» EXTRACT PROVIDED:
#####
During the thinking and analysis of some mathematical problems, I came up with this puzzle:

![enter image description here][1]

Just like any magic square, one has to fill in $9$ different numbers $P_1, P_2, \dots P_9$ to a $3 \times 3$ grid. But this time, all the numbers must be **different prime numbers**. In addition, the $8$ sums ($3$ horizontal, $3$ vertical and $2$ diagonal) must not only be **different prime numbers** among themselves, but also be different from the $9$ numbers in the grid. In other words, $P_1, P_2, \dots, P_9, S_1, S_2, \dots, S_8$ must be **all different prime numbers**.

I suppose there are infinitely many solutions, so the challenge is to minimize the sum $S_1 + S_2 + \dots + S_8$. Here is one answer I found:

![enter image description here][2]

The total of the $8$ sums is $480$. I believe there are very likely solutions that can beat this total. You are welcome to have a try.
#####
[Entries taken from a collection]

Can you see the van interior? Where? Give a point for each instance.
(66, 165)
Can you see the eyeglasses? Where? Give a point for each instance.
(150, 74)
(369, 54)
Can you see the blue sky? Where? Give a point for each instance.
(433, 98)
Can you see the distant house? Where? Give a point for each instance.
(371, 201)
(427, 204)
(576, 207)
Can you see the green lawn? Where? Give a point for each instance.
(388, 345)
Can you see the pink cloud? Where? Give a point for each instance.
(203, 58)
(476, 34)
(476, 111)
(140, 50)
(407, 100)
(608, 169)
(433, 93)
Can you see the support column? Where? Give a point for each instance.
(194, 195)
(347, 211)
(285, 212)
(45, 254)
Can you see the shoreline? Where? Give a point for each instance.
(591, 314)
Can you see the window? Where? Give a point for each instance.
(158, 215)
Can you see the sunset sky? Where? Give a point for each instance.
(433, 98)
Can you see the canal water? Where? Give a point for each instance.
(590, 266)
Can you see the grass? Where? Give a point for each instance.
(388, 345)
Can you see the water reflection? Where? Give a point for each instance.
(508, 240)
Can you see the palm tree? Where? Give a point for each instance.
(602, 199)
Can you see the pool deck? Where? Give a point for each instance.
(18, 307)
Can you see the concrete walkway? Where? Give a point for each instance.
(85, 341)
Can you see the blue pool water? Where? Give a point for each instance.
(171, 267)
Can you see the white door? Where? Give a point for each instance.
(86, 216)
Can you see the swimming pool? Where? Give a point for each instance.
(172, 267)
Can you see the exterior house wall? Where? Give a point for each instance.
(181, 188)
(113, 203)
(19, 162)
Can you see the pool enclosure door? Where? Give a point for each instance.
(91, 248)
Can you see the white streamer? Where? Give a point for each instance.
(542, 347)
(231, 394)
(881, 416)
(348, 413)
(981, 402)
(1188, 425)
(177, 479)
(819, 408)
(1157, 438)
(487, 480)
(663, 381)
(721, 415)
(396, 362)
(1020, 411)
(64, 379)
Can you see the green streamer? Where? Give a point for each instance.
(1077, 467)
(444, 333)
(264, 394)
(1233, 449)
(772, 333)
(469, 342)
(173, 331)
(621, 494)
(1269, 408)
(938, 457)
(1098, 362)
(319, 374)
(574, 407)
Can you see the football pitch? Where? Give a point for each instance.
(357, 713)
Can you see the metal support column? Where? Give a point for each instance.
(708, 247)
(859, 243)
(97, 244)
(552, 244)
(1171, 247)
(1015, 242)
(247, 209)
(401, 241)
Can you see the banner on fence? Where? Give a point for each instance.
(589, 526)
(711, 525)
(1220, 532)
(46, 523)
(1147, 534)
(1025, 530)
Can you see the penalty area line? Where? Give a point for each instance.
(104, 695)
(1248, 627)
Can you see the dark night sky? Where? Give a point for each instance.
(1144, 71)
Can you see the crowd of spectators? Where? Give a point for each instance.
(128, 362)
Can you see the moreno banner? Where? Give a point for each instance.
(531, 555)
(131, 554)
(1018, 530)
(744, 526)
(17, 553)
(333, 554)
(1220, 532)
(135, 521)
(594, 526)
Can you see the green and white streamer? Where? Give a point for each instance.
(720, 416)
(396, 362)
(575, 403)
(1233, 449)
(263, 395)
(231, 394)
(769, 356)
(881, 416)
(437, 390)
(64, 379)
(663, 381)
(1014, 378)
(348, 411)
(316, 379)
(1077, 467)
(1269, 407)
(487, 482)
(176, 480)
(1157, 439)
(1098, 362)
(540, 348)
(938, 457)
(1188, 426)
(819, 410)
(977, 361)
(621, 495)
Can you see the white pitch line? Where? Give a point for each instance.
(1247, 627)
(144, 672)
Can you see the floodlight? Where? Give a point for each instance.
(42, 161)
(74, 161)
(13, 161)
#####
» REQUIREMENTS:
a) What total of the eight sums does the answer found in the prime grid puzzle give?
b) Decide whether each statement agrees with the prime grid puzzle: (i) The writer believes the number of solutions is limited. (ii) The challenge is to minimize the total of the sums. (iii) The writer is certain that no solution can beat the total found. For each, answer yes or no and quote the deciding words.
c) Write what comes next in the prime grid puzzle, picking up after its final sentence.

» SOLVED PROBLEMS:
a) 480

b)
(i) No: "I suppose there are infinitely many solutions"
(ii) Yes: "the challenge is to minimize the sum"
(iii) No: "I believe there are very likely solutions that can beat this total."

c)
***Update (plus Spoiler Alert):*** It was verified (using computer program) that one of the answers here (the accepted answer) is the optimal solution that cannot be beaten. There are $8$ optimal solutions, but actually they are the same because if you rotate one of the solutions by $90$, $180$ and $270$ degrees, and also horizontally flip each of the resulting grid, you will get all $8$ answers. Hence the "open-ended" tag has been removed.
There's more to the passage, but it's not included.